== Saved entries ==
· · · ·

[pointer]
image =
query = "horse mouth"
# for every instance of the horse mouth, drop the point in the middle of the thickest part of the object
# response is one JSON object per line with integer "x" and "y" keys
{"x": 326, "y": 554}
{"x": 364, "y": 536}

· · · ·

== About this task ==
Copy exactly, please, the span of lines that begins at the line with "# for every" and ends at the last line of the data, both included.

== Response box ==
# for every instance of the horse mouth, drop the point in the middle of the thickest part of the object
# response is one JSON object per line with integer "x" and "y" keys
{"x": 326, "y": 554}
{"x": 364, "y": 536}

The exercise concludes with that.